[START Material provided]
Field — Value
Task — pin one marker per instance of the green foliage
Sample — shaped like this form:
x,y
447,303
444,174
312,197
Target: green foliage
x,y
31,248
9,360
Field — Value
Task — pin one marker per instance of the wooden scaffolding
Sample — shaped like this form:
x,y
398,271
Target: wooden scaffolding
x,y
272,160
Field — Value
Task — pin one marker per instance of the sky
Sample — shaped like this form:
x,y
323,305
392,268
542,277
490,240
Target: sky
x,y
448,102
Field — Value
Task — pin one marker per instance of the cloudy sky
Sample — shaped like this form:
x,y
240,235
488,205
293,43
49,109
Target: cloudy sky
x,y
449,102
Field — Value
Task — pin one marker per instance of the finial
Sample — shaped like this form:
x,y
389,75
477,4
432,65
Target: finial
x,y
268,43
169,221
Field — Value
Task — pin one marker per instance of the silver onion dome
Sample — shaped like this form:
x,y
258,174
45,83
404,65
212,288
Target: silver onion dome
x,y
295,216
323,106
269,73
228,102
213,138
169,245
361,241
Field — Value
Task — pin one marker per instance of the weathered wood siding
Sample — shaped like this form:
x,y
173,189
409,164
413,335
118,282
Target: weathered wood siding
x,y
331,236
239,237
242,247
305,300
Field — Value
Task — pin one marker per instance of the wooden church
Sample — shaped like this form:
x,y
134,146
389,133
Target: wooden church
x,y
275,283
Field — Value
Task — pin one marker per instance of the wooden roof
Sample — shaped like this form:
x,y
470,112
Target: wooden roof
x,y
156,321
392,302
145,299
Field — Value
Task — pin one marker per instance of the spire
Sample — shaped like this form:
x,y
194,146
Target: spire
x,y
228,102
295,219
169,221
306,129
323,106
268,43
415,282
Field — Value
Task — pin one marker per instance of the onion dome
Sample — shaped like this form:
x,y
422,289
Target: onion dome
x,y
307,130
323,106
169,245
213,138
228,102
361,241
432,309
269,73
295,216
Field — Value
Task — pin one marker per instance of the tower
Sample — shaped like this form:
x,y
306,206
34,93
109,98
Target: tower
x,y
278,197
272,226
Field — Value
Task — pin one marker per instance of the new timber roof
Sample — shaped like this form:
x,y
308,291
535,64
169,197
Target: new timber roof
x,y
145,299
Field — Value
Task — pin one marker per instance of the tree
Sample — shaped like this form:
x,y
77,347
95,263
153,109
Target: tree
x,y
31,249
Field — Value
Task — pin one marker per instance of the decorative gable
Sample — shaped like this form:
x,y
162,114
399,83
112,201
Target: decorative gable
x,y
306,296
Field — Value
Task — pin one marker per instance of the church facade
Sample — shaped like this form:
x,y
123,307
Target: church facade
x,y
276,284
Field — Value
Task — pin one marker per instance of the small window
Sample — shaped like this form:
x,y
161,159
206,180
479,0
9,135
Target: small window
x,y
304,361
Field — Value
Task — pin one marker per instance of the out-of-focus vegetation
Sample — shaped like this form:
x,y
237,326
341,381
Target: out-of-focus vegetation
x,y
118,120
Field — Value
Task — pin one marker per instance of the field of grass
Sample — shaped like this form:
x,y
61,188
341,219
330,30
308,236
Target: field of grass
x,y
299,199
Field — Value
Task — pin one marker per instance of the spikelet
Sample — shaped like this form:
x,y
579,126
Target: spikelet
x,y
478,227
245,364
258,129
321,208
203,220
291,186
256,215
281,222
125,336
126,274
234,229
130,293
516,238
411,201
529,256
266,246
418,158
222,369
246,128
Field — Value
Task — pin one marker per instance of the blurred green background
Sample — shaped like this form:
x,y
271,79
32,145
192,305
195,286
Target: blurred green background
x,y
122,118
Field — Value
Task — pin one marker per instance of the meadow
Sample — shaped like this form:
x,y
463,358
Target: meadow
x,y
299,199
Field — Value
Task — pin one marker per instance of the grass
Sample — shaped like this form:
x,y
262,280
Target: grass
[END Material provided]
* Task goal *
State how many lines of the records contain the string "gable", treating case as significant. Reply with the number alone.

* Finished task *
2